◆ **Task requirements**:
The answer must be every line of the data that holds the word "headlight".

__________________________________________________

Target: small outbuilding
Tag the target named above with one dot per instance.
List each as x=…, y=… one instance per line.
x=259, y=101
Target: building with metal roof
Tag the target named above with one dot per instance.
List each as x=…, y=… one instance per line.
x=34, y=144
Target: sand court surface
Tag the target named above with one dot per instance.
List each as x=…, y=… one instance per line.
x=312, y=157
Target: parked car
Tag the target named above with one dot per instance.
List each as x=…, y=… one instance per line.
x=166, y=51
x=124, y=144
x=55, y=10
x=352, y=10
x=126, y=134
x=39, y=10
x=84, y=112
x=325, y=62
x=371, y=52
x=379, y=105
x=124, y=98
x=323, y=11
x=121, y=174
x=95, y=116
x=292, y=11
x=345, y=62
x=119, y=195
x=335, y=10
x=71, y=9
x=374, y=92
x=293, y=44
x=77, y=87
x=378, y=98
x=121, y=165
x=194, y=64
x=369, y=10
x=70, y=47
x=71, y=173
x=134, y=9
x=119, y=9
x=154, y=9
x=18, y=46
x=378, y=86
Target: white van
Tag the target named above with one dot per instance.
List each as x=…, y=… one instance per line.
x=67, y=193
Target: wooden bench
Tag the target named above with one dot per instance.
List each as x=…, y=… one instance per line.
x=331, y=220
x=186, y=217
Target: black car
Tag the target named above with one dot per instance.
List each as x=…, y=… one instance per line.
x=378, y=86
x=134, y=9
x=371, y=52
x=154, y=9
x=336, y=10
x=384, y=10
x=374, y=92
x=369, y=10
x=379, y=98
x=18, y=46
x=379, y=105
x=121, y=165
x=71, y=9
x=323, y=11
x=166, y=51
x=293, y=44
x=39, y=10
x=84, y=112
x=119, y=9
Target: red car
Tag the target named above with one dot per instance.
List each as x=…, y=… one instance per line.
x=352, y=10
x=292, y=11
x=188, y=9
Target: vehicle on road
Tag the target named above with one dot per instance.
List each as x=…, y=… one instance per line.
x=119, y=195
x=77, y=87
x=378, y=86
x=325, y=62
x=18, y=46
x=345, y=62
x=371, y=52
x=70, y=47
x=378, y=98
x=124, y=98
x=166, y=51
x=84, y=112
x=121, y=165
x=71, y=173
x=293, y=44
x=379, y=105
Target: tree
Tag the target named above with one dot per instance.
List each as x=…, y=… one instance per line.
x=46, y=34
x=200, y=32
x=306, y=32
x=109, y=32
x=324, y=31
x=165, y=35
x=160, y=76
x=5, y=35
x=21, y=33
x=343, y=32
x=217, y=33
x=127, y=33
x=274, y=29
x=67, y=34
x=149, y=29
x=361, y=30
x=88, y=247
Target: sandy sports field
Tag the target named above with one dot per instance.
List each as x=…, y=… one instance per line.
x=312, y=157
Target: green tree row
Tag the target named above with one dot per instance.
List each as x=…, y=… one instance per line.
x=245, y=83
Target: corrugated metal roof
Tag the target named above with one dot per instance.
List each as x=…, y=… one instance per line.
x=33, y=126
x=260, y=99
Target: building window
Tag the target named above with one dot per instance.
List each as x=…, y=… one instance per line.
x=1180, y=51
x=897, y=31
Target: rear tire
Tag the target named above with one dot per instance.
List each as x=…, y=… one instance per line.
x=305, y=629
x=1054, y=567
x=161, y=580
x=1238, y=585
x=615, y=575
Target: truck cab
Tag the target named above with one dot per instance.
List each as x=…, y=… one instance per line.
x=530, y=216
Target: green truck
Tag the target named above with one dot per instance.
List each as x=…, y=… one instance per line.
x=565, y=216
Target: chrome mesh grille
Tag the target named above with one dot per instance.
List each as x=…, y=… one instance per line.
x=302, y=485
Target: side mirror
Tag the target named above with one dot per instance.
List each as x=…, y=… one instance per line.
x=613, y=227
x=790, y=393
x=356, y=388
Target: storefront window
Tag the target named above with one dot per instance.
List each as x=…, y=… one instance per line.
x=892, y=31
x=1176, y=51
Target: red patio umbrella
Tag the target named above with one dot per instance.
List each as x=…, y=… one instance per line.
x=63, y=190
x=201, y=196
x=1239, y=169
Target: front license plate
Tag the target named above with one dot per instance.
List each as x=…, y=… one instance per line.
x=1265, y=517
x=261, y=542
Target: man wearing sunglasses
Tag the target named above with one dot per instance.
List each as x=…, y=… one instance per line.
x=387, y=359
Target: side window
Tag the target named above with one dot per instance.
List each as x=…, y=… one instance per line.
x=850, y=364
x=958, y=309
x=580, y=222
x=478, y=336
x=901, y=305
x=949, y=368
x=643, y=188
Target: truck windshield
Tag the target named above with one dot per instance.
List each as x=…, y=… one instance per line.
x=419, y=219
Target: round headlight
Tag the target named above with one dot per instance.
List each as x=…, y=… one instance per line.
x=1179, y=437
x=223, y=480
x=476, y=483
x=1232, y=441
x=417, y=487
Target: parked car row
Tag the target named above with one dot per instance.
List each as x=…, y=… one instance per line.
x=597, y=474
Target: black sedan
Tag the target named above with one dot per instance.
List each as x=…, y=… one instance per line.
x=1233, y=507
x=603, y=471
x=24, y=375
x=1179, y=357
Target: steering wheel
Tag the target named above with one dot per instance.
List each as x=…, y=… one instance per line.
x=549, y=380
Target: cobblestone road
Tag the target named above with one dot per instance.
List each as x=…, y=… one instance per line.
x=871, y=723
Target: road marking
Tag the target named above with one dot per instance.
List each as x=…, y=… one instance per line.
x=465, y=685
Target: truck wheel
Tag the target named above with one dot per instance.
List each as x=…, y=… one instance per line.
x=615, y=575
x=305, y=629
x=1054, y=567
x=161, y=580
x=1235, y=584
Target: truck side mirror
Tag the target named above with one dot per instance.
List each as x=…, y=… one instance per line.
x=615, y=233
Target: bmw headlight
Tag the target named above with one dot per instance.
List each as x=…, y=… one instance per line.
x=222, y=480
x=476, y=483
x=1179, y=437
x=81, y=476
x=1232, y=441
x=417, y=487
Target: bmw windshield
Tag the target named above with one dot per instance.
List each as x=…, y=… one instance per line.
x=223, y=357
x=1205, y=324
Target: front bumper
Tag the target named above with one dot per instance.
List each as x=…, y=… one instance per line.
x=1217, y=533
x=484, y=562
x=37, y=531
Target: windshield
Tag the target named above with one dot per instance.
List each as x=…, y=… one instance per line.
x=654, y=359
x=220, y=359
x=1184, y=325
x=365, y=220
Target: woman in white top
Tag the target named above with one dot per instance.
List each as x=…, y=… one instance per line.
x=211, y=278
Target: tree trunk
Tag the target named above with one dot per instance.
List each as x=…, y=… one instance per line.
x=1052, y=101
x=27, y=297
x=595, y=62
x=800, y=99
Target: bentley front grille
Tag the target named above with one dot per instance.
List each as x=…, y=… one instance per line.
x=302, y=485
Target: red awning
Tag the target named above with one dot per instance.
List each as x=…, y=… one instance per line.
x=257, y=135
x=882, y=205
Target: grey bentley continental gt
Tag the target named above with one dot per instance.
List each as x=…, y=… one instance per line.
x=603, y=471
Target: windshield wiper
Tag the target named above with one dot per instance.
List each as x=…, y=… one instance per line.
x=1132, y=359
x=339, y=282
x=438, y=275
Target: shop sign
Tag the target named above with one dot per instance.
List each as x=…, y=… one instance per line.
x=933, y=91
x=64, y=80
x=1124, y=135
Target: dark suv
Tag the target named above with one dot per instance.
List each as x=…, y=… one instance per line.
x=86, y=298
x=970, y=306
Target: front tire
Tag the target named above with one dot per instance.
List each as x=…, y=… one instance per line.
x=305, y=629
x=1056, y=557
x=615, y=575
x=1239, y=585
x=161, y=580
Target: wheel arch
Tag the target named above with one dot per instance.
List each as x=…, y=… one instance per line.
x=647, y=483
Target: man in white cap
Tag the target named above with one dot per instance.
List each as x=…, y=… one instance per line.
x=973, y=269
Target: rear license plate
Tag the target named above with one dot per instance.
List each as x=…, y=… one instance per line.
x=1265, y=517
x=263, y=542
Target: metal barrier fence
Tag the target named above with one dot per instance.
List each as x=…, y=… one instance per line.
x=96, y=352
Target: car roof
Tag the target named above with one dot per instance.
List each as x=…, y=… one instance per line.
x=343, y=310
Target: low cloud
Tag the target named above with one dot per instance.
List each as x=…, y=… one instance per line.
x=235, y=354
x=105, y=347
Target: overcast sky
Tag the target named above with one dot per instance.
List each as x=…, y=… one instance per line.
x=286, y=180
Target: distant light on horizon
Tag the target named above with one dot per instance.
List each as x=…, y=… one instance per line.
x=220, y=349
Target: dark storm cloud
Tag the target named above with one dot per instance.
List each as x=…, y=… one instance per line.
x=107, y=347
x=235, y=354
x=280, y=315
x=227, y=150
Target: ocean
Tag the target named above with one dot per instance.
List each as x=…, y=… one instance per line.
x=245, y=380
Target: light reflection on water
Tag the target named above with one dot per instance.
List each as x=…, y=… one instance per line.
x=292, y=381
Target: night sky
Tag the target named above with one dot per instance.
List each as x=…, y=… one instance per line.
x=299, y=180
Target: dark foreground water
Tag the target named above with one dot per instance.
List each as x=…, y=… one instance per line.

__________________________________________________

◆ **Exercise solution**:
Target: round headlight
Target: bmw headlight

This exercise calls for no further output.